Named-object pointing items —
"""

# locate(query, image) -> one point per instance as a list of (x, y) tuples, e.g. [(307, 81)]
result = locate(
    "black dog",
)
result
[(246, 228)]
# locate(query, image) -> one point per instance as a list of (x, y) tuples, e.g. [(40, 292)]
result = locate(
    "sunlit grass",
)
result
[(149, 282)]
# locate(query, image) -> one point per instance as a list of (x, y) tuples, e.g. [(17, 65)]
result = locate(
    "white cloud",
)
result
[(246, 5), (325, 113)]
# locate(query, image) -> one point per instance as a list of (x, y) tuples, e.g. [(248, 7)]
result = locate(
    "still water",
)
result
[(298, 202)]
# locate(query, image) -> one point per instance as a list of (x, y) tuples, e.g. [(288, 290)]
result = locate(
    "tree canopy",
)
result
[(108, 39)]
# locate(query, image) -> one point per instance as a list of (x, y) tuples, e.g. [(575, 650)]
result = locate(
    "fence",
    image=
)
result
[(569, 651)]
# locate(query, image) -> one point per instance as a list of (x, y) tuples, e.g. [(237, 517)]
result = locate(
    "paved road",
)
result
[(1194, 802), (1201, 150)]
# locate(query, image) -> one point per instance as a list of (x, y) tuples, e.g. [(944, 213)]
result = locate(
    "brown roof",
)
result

"""

WHAT YOU HAVE TO DO — Please output everything from the line containing "e.g. [(17, 65)]" down to the last line of the items as a numbered list, leaving out any blank lines.

WRITTEN ANSWER —
1. # locate(query, image) -> one point per instance as a list of (x, y) tuples, e.g. [(17, 65)]
2. result = locate(
3.     "white cloud",
4. )
5. result
6. [(246, 5), (325, 113)]
7. # locate(query, image) -> one point per instance as a list of (x, y) tuples, e.g. [(248, 7)]
8. result = locate(
9.     "still water",
10. )
11. result
12. [(298, 202)]
13. # locate(query, image) -> one point per instance as a list of (x, y) tuples, e.g. [(288, 290)]
14. result = locate(
15.     "tree canopy",
16. )
17. result
18. [(108, 39)]
19. # locate(query, image) -> one point per instance as a list of (x, y) tuples, e.g. [(575, 650)]
20. result = locate(
21.     "fence",
22.     image=
23. )
24. result
25. [(569, 651)]
26. # locate(query, image) -> one point per instance as a list of (x, y) tuples, e.g. [(237, 517)]
27. result = locate(
28.     "paved road",
29. )
30. result
31. [(1194, 802), (1201, 150)]
32. # locate(query, image) -> one point per instance as a list of (x, y) tuples, e.g. [(944, 213)]
33. result = locate(
34.     "brown roof",
35. )
36. result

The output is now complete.